→ **INPUT FOR THIS TASK**:
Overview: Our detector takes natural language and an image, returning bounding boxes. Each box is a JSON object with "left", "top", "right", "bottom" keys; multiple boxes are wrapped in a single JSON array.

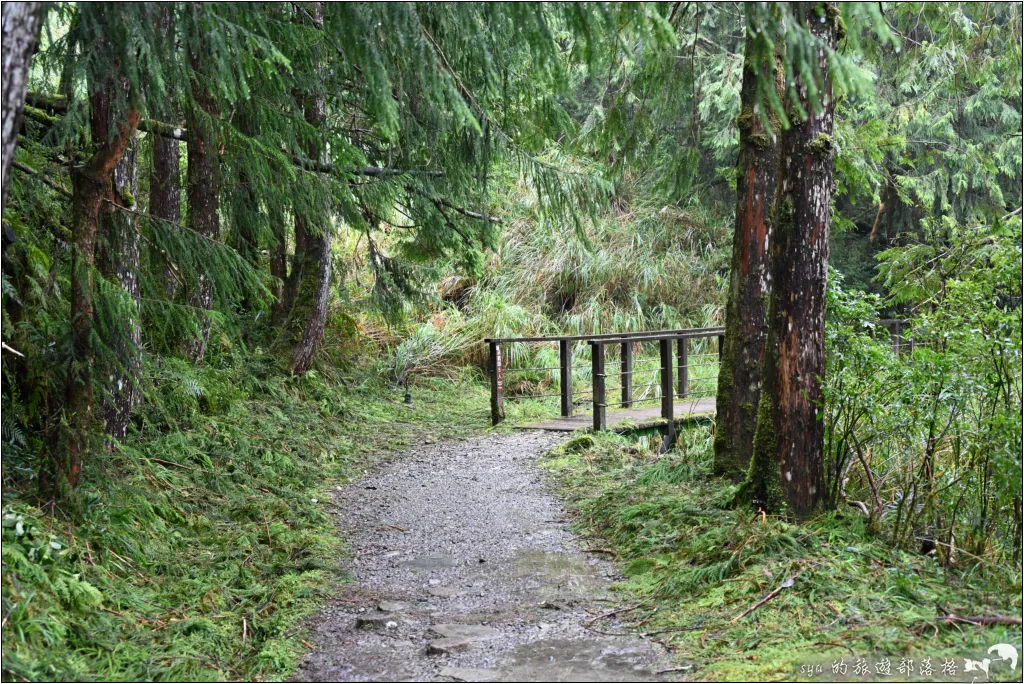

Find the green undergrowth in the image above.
[
  {"left": 1, "top": 355, "right": 488, "bottom": 682},
  {"left": 542, "top": 431, "right": 1023, "bottom": 682}
]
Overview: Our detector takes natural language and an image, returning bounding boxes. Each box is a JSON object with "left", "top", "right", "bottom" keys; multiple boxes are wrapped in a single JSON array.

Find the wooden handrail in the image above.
[
  {"left": 484, "top": 326, "right": 722, "bottom": 344},
  {"left": 585, "top": 328, "right": 725, "bottom": 345}
]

→ **WHAT YOU ARE ASKED TO DO**: The material above must be printed exactly, with its pictures left out.

→ **RESPONSE TO THE TASK**:
Overview: Our detector takes natural language and an image, returning bounding boxes. Each box is a JSON object with "left", "top", "right", "bottom" keys; multiple boxes are wrapped in a single JSON array.


Find the green undergrowth in the image above.
[
  {"left": 1, "top": 355, "right": 488, "bottom": 682},
  {"left": 542, "top": 431, "right": 1023, "bottom": 682}
]
Overview: Our detector takes natural language and an image, returning bounding boxes. Each box is a JSON object with "left", "top", "right", "bottom" keys; multiple boxes are wrapped in a single JSON array.

Find the wooden handrail in the image above.
[
  {"left": 484, "top": 326, "right": 722, "bottom": 344},
  {"left": 585, "top": 328, "right": 725, "bottom": 345}
]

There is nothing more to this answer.